**Source text**.
%%

# Anyone going to the Radical Faerie Beltaine gathering in TN?



## kittybutts (Apr 15, 2019)

Im not sure if my friend is gonna bail on me or not, but I might wanna go anyway.

I can pick people up on my way from richmond & through NC.


----------



## croc (Apr 15, 2019)

When and what is it?


----------



## Deleted member 24029 (Apr 15, 2019)

No, but, speaking of RadFae's, I really want to get over to Destiny this season...Let me know if you head that way after Short Mountain...


----------



## kittybutts (Apr 15, 2019)

croc said:


> When and what is it?



Well its Beltaine, so May1. The festival lasts 10 days, with set up before and clean up after. I forget exactly when it starts & I'll have to ask someone because I cant find info online.

Its bring/pay what you can, so I'm bringing my foodstamps.

Edit- I forgot to say what it is. Its Beltaine, so its a pagan ritual festival. Its a spring rite. Radical Faeries are traditionally gay rural pagan, but there will be all kinds of queers there. There will be a lot of public sex and a bathhouse n shit, fair warning. I will be camping in the area with the least amount of horny gay men.


----------



## Honey Crust (Apr 16, 2019)

Well shit this sounds like my kind of fuckin festival! Wishing I was getting east of the Mississippi a lot sooner now lol


----------



## kittybutts (Apr 16, 2019)

Bey said:


> No, but, speaking of RadFae's, I really want to get over to Destiny this season...Let me know if you head that way after Short Mountain...


 I am not going to vermont, sorry. I'm staying mid atlantic for a season at least


----------

%%

**Dataset content**.

%%

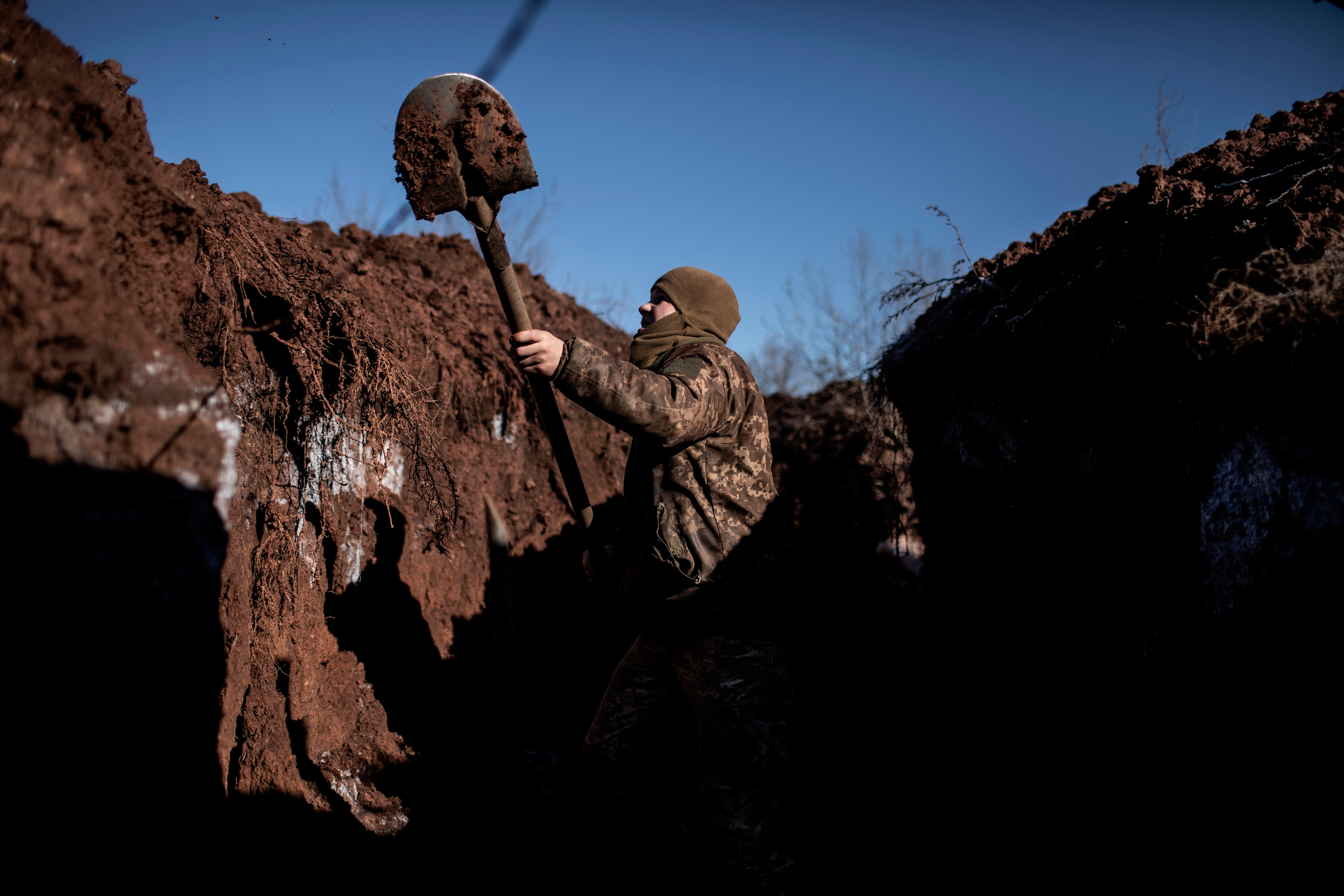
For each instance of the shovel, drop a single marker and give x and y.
(459, 148)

%%

**What is expected**. Write out the part of the Beltaine thread starting with "Im not sure" and going on through "croc (Apr 15, 2019)". The listing is separate from the Beltaine thread.

**Output**.
Im not sure if my friend is gonna bail on me or not, but I might wanna go anyway.

I can pick people up on my way from richmond & through NC.


----------



## croc (Apr 15, 2019)